STATED PROBLEM A
Which items in the interpretation clauses below, under point (c), can a reference in the agreement point to? List every one.
STATED PROBLEM B
Copy from the interpretation clauses below the passage that opens with the words "1.2 References to" and closes with "its provisions.".
** Start of PAGE EXCERPT **
1.2 References to "this agreement"
include (exhaustively) this agreement and
any schedules to
it as may be varied from time to time in accordance with
its provisions.
The introduction forms part of this agreement but headings
are for ease of
reference only and shall not affect the meaning of this
agreement.
1.3 In this agreement, any reference
to:
(a) any statute or statutory provision
includes a reference to that
statute or statutory provision as amended, extended or re-enacted
and
to any regulation, order, instrument or subordinate legislation
under
the relevant statute or statutory provision;
(b) the singular includes a reference
to the plural and vice versa;
(c) any paragraph of the introduction,
clause, sub-clause or schedule is
to a paragraph of the introduction, clause, sub-clause or schedule
(as
the case may be) of or to this agreement;
(d) the word "include" or "including"
** End of PAGE EXCERPT **
** Start of RAW DATA **
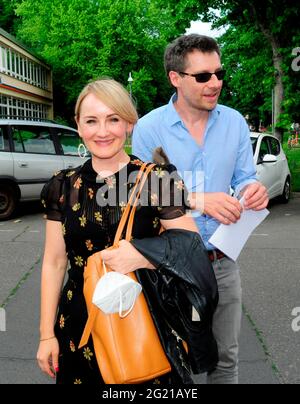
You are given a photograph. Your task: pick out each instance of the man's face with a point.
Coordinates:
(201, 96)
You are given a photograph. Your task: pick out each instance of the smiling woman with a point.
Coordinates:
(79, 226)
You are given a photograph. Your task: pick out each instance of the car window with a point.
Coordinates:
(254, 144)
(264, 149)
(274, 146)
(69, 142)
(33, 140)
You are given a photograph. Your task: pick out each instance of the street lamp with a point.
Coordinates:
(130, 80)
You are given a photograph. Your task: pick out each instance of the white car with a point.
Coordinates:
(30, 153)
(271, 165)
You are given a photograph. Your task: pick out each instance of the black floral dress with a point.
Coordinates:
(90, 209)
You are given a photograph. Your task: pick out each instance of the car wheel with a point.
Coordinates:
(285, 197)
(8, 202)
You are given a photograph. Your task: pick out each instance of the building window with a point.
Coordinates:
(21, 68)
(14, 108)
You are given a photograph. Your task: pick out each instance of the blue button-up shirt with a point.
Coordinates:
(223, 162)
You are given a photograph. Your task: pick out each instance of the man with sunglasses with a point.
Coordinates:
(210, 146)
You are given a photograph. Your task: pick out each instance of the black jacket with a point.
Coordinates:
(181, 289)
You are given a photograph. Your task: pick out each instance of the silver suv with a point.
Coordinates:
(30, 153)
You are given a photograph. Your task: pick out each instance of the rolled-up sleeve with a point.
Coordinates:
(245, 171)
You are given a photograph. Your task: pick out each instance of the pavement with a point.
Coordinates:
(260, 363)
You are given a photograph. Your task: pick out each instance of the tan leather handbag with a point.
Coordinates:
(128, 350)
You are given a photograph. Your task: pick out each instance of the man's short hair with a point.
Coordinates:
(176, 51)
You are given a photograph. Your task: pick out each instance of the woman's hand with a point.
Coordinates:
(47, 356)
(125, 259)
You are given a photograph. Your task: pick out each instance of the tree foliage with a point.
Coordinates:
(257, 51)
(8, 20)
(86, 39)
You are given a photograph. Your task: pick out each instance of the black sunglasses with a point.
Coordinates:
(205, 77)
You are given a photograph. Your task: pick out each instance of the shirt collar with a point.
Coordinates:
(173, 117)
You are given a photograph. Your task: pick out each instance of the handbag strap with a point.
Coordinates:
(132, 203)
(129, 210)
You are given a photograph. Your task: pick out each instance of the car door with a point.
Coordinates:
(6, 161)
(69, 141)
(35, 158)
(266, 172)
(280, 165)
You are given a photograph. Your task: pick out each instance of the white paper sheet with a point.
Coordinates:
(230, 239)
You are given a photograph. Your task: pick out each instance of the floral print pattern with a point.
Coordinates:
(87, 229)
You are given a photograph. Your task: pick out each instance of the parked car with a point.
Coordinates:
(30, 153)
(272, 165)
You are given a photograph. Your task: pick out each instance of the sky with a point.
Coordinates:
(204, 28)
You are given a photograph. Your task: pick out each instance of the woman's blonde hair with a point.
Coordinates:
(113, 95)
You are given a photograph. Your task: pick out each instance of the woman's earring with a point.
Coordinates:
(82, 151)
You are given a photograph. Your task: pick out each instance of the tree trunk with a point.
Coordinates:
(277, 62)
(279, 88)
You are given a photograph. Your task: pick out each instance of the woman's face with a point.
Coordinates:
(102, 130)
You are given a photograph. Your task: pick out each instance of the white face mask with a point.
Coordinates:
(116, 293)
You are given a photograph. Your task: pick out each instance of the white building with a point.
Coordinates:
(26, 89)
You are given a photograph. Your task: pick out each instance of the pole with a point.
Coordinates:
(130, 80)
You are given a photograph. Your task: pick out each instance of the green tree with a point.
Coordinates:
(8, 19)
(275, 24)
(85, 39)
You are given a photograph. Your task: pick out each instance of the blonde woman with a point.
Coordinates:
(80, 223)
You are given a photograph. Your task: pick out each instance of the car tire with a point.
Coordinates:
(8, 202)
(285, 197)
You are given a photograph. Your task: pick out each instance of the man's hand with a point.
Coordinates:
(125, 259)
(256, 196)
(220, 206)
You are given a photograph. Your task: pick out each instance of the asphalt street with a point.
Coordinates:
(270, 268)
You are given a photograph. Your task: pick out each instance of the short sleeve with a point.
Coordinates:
** End of RAW DATA **
WRITTEN RESPONSE A
- paragraph of the introduction
- clause
- sub-clause
- schedule

WRITTEN RESPONSE B
1.2 References to "this agreement"
include (exhaustively) this agreement and
any schedules to
it as may be varied from time to time in accordance with
its provisions.